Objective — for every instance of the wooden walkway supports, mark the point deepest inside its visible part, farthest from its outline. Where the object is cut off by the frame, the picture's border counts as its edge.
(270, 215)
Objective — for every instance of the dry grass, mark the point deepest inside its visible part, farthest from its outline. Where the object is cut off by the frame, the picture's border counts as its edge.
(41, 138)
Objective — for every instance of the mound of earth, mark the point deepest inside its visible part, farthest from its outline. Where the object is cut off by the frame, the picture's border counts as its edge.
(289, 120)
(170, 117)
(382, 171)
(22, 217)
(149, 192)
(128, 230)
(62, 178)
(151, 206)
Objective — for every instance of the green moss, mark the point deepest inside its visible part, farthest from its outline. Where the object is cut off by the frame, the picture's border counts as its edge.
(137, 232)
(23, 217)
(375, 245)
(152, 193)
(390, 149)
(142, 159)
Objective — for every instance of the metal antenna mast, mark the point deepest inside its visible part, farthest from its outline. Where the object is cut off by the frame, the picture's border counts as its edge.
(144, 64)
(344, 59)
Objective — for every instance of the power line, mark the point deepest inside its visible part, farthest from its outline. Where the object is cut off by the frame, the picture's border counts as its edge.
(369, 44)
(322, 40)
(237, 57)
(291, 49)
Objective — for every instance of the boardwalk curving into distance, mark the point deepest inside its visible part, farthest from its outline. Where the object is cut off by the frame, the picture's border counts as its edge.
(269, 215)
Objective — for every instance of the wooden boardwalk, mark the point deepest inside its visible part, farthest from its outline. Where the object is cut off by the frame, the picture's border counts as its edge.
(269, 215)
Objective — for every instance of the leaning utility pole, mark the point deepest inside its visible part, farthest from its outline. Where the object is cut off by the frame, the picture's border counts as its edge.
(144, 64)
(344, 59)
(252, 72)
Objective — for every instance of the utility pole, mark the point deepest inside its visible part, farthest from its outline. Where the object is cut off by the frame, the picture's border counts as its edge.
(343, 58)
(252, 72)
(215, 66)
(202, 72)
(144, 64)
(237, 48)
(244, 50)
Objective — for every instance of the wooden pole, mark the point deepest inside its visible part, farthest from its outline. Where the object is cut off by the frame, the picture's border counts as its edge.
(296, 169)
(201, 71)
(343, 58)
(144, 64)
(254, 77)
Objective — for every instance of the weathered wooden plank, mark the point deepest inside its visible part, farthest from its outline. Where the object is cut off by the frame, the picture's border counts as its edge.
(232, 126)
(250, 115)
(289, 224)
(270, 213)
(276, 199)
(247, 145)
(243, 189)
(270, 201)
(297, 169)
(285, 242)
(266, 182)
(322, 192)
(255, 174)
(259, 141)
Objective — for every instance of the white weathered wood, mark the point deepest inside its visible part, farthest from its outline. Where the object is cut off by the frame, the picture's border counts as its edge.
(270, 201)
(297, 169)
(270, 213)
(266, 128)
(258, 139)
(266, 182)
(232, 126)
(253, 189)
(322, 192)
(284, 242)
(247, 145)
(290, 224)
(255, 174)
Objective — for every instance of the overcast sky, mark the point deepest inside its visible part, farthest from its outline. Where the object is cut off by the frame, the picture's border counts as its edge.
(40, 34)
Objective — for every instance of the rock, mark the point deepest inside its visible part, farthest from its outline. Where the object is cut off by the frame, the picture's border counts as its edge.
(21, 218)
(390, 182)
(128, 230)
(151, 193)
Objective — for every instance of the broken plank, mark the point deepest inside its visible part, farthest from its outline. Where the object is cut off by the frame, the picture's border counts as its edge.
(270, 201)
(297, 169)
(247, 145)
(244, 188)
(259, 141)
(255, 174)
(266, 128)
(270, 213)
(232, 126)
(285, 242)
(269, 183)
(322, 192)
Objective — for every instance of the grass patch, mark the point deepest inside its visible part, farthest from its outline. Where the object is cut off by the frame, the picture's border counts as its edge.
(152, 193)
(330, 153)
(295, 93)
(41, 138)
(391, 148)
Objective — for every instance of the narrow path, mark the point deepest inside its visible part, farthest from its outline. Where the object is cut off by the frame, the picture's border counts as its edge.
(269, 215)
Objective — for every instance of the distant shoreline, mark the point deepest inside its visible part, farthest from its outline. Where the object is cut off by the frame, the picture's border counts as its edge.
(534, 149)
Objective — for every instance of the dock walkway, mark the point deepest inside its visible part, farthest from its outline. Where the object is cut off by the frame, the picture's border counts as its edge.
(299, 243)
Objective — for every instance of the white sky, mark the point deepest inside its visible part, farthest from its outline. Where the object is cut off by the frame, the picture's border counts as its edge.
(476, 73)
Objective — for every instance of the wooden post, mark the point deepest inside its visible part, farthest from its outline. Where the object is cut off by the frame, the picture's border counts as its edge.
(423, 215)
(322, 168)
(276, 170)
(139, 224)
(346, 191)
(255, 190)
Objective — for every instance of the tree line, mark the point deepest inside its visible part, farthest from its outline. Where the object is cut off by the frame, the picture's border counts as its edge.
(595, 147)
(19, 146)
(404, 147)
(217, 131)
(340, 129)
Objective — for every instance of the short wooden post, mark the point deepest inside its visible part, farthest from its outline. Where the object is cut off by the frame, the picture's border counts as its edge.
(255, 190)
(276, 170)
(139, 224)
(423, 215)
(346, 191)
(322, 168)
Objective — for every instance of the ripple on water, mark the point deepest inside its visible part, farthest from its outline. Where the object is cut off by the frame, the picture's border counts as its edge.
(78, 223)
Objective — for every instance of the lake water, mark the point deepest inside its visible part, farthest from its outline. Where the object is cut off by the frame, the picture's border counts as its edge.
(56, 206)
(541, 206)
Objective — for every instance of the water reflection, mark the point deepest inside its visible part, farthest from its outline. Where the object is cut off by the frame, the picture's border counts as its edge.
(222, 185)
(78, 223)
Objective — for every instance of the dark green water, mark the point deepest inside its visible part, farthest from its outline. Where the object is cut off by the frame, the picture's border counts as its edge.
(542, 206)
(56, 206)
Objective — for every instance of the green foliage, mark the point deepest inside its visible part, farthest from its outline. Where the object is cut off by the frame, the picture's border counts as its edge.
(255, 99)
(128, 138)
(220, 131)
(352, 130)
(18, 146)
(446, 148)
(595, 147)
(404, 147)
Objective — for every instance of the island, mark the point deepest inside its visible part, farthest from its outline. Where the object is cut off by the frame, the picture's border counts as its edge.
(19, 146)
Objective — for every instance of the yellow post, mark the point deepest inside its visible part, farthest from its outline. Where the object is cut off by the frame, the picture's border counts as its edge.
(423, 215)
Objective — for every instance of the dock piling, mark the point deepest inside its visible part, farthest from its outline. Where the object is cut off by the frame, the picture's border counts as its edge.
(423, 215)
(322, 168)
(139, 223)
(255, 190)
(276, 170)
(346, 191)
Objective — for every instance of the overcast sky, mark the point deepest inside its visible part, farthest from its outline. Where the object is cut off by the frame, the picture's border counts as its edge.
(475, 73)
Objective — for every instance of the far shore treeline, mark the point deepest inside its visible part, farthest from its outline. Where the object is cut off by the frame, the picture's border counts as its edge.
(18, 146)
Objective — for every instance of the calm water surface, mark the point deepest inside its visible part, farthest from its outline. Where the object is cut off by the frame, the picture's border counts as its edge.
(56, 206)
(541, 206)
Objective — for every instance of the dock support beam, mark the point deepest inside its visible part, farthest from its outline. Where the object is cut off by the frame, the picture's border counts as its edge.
■ ■ ■ ■ ■
__PROBLEM TO SOLVE__
Please reproduce the listing word for word, but only from the line that contains "Objective — for every instance of the far" to its last line, inclusive.

__SOLUTION FOR THIS TASK__
Objective — for every instance of the far shore treeline, mark the point deepest inside its visible part, farthest from its outline. Where the object is cut off by the frame, the picture's border counts as its edge.
(18, 146)
Objective — for every instance of the calm water surface, mark the point deepest inside its visible part, farthest from its outline. Where the object is cut off by the frame, the picture's border counts as its edge.
(56, 206)
(541, 206)
Objective — for every instance of the dock support beam, mark the point deepest inside its visible part, farthest from its outline. Where the object is cut off by the frame, the picture's border counts as its edge.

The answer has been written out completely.